Records from a dataset
*-*-*

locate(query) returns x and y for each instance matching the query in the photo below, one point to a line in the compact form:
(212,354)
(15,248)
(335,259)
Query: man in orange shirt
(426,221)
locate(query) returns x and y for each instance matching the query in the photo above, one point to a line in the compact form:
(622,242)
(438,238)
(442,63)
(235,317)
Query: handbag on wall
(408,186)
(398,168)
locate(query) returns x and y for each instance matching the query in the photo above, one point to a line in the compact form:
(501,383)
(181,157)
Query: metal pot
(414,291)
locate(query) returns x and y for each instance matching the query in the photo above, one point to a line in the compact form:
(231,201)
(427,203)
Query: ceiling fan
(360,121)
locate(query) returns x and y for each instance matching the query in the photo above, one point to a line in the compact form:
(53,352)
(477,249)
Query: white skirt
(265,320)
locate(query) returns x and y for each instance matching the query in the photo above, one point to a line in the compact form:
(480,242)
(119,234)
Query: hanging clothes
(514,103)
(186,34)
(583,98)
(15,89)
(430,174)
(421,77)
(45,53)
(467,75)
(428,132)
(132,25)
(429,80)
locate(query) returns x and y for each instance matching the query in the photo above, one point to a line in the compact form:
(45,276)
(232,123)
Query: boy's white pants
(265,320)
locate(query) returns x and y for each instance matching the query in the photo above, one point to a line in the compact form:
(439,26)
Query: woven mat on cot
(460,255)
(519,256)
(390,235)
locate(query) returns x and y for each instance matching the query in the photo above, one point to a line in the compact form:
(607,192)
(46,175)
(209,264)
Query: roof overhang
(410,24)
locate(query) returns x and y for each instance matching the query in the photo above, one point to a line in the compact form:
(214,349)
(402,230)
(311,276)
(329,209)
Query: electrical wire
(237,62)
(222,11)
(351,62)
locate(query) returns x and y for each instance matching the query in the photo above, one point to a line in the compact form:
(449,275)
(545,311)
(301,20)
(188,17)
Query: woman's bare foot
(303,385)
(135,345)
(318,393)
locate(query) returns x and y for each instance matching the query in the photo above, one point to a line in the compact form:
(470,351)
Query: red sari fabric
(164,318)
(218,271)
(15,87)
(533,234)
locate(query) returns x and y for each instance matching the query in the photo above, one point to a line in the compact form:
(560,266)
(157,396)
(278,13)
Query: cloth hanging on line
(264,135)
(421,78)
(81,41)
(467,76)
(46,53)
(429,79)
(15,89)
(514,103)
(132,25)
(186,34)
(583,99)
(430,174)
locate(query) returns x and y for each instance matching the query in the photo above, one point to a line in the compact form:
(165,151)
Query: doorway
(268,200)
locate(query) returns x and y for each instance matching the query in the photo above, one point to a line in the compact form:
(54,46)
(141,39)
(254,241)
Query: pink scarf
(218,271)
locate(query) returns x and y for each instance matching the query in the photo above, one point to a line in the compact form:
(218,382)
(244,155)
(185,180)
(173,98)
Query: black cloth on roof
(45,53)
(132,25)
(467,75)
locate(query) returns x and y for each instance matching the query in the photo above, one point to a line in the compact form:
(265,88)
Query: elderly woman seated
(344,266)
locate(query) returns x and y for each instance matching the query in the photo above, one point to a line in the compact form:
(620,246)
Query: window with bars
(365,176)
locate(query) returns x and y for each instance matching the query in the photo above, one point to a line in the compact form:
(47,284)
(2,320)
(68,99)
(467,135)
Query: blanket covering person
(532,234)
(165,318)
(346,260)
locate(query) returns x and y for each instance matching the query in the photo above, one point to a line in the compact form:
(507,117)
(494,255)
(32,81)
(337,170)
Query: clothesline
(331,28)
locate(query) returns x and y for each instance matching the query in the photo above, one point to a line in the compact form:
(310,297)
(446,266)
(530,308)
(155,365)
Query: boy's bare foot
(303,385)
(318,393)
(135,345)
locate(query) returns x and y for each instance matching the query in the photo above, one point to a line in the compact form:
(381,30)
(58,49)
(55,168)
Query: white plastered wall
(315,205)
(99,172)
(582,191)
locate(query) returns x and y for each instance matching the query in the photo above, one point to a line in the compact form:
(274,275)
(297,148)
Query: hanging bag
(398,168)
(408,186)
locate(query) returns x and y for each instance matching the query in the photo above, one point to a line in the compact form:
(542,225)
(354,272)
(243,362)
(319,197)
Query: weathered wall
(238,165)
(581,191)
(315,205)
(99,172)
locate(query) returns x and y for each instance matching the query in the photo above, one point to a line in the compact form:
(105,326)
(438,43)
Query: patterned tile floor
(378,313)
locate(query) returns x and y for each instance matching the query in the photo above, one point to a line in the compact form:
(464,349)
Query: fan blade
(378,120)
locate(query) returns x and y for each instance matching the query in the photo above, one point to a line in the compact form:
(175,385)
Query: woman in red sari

*-*-*

AIM » Transcribe every record above exactly as it appears.

FINISHED EXERCISE »
locate(query) returns x and y for each instance matching the query in the photo below, one point to a line in the compact form:
(212,354)
(15,248)
(335,259)
Query: man in orange shirt
(426,221)
locate(query) returns x and y for each instance matching the query in the photo above, one point to a line in the compact form:
(622,242)
(438,238)
(442,63)
(235,317)
Query: handbag on wall
(408,186)
(398,168)
locate(query) returns x and y for each instance matching the query in the photo above, one point to a line in the compact form:
(501,383)
(181,157)
Query: metal pot
(414,291)
locate(query) returns x and y for each instance matching the query in the photo above, one point to a line in the compact form:
(231,201)
(427,203)
Query: ceiling fan
(360,121)
locate(query) returns x and y for each instance matching the query in the photo above, one point to a line in the compact form:
(53,352)
(477,249)
Query: white skirt
(265,320)
locate(query) returns x and y for each instance matching the query in the photo above, one point to a line in the compact form:
(480,242)
(119,234)
Query: hanging clothes
(514,103)
(186,34)
(583,98)
(15,89)
(430,174)
(421,77)
(45,53)
(467,75)
(428,132)
(132,25)
(429,80)
locate(query) returns x and y for each instance matching the query in the photo above, one point to a line in the compact form:
(45,276)
(232,123)
Query: boy's white pants
(265,320)
locate(query) returns x and y for each instance matching the query in the photo above, one point to a line in the compact form:
(439,26)
Query: woven mat on cot
(460,255)
(519,256)
(390,235)
locate(query) returns x and y for each instance matching the query in the photo above, one point to a line in the compact form:
(607,192)
(46,175)
(209,264)
Query: roof overhang
(410,24)
locate(query) returns x and y for each instance matching the query in the photo above, one point to a line in the compact form:
(214,349)
(402,230)
(311,276)
(329,209)
Query: electrical wire
(237,62)
(222,11)
(351,62)
locate(query) returns x and y for each instance matching the query in the photo above, one point to a line in the compact form:
(449,275)
(545,311)
(301,20)
(188,17)
Query: woman's bare foot
(303,385)
(135,345)
(318,393)
locate(query) returns x and y for each instance matching the query in the photo above, one point to a line in the compact form:
(470,351)
Query: red sari fabric
(164,318)
(218,271)
(15,87)
(533,234)
locate(query) returns x and y for each instance matching the query in the photo above, one point to a line in the compact form:
(560,266)
(157,396)
(278,13)
Query: cloth hanging on line
(264,135)
(421,78)
(81,41)
(467,76)
(46,53)
(429,79)
(15,89)
(514,103)
(132,25)
(186,34)
(583,99)
(430,174)
locate(query) returns x and y for each instance matching the query in the photo above, one point to a line in the compact form:
(165,151)
Query: doorway
(268,200)
locate(query) returns x and y for each instance matching the query in the photo above, one point to a line in the compact form:
(54,46)
(141,39)
(254,241)
Query: pink scarf
(218,271)
locate(query) returns x and y for each instance matching the query in the photo above, one point to a line in the compact form:
(218,382)
(244,155)
(185,180)
(173,98)
Query: black cloth on roof
(45,53)
(132,25)
(467,75)
locate(query) returns x and y for each instance matching the query in the photo above, one point to a line in the compact form:
(265,88)
Query: elderly woman seated
(344,266)
locate(query) returns x and y for each instance matching the query in the photo above, one point to a line in the compact form:
(620,246)
Query: window with bars
(365,176)
locate(query) returns x and y for each instance matching the query in the photo above, one point to a line in the compact form:
(47,284)
(2,320)
(68,99)
(467,135)
Query: blanket covering person
(532,234)
(165,318)
(346,260)
locate(query) returns x and y for each instance matching the query in the photo above, one point to a line in the compact form:
(507,117)
(494,255)
(32,81)
(337,170)
Query: clothesline
(331,28)
locate(query) returns x and y for each instance matching the query in the photo above, one point to a line in the compact form:
(310,297)
(446,266)
(530,308)
(155,365)
Query: boy's bare foot
(303,385)
(318,393)
(135,345)
locate(query) returns x and y for each instance matching the query in the photo above, one point to a line in the compact form:
(381,30)
(58,49)
(55,168)
Query: white plastered wall
(315,205)
(99,172)
(582,191)
locate(query) returns x and y for each instance matching the query in the photo above, one point to a line in the compact form:
(274,275)
(297,148)
Query: hanging bag
(398,168)
(408,186)
locate(query) returns x and y for each instance matching the query in the photo above, one point to a line in the compact form:
(542,225)
(354,272)
(243,362)
(319,197)
Query: weathered wall
(238,165)
(581,191)
(315,205)
(99,172)
locate(query) returns x and y for each instance matching the query in the photo above, one point to a line in the compact form:
(105,326)
(438,43)
Query: patterned tile floor
(378,313)
locate(query) returns x and y for each instance matching the query in the photo above, one point to a line in the compact form:
(464,349)
Query: fan blade
(378,120)
locate(query) returns x and y for each instance matching the query in the photo above, one point to a line in the compact form:
(175,385)
Query: woman in red sari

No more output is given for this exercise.